→ **SELECTION**

Time is not relevant. You have to relive every memory all over again, with new eyes. And your new eyes perceive those memories with the knowledge that the living, laughing friend in your recollections is now dead. It’s hardly the amount of time we spend with someone that prompts our grief, it’s the depth in the time spent together that does.
No, it never gets easier, but with each loss we have to navigate, with each grieving we endure and push past, we get stronger. We learn tools to transform the grief. We hold onto the knowledge that someday, though we will always miss them, we will be happy for their peace. Even if that day is not today.
We were on the mountain at a festival last week when news reached us of the sudden passing of our friend Freya Moon Greenleaf. I was grateful to hear the bad news in the midst of a spiritual container, surrounded by friends and fellow community members. Miles away from our home community, those of us who had travelled to the festival came together in our sorrow.
We gathered in the Ancestor Shrine, in the woods by the water, and called in our ancestors to welcome Freya to Spirit. We hung a prayer ribbon for her and wished her peace. We wished that her next turn around the earth will be happier and better for her. That part was for her, to honor her. But the grief is still real. Today, it is still fresh and still here.
“Love,” Sarahluna whispered to me, “just love.” And she was right. When you’re grieving the only place that’s safe to go is love. The best way we can honor those lost to us is to live in the world as brightly as we can. To laugh, touch, connect. To live, breathe and love.
That’s the part of grief that’s about us. We hurt because we know we won’t see our friends and loved ones anymore. We are hurting. They are not. Every breath we take reminds us of that. It also reminds us that we are alive. So we tell the people we love that we love them and hold tightly to them because in death we know how quickly a light can go out. So we breathe into those lights, to strengthen their flame.

I am lighting candles for your safe travels, Freya.
May the ancestors welcome you home.
May the memory of your laughter outshine the loss of you soon.

Wednesday, October 12, 2011

What I Thought I Knew

Every autumn, I travel to the Berkshire Mountains to attend Twilight Covening, an event created by the EarthSpirit Community. It’s a time to do deep magic of connection with other people, with the lands we live on, with the changing of seasons, and it’s a time where I find a deeper connection to myself. I use the sacred space and rituals to prepare for winter work, for there is always work to be done. Every time I find myself reaching a place I worked towards, I see that the path stretches out further still ahead of me. There is no end to the current. I am the current. There is more to do, more to learn.

→ **PROBLEMS**
[A] For each statement, say whether it agrees with the blog excerpt about grief and Twilight Covening. Answer yes or no and quote the words from the excerpt that decide it.
(i) News of Freya Moon Greenleaf's death arrived while the writer was at a festival on the mountain.
(ii) The writer says grief gets easier with each loss.
(iii) The writer attends Twilight Covening every spring.
[B] According to the blog excerpt about grief and Twilight Covening, who created Twilight Covening?
[C] Pick up the blog excerpt about grief and Twilight Covening after its last sentence, and carry it on in the same first-person voice.
The records that come after this text aren't needed for any of the work here.

→ **ENTRIES**
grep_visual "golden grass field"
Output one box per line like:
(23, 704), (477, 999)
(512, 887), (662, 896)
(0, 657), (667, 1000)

→ **RESPONSES BY TASK**
[A]
(i) Yes: "We were on the mountain at a festival last week when news reached us of the sudden passing of our friend Freya Moon Greenleaf."
(ii) No: "No, it never gets easier"
(iii) No: "Every autumn, I travel to the Berkshire Mountains to attend Twilight Covening"

[B] The EarthSpirit Community.

[C]
This year the work I was doing was around learning tools to replenish yourself when you are depleted. I often ask the question, who cares for the caretakers? We all have someone in our lives we count on to have the answers and to solve the problems (even if it’s ourselves). We can’t care for others if we are not cared for. It doesn’t stop us from trying. Most of us often deflect from our own needs, wants and workings, thinking we are better people for sacrificing them in the wake of the needs of others. What happens when we have exhausted ourselves in caretaking? Who, in turn, cares for us? This weekend, I was given an answer, one that was so simple it should have been obvious.

We worked in the sun of the mountain top to connect to the spirit of tree, water and stone. The spirit of breath, fluid and bone. I thought it would be easy. I thought I understood what that meant. I have spent my life hugging trees, grounding in water and loving the stones of the earth. I forgot the layers of consciousness that are difficult to perceive from this side of the world.

We are one species of the earth’s children and many of us cannot hear its voice anymore. We have to learn to quiet and listen. It wants to teach us what it knows. And when we are depleted of energy down to our core essence and we have exhausted all of our resources in the care of others, we must turn to the natural world, our mother, and *trust* that she will help us, giving us what we need, moving through the world for us while we rest in ourselves and receive those gifts. It’s not the same thing as shutting down emotionally to do what needs to be done. It’s staying connected, and staying present, but being supported.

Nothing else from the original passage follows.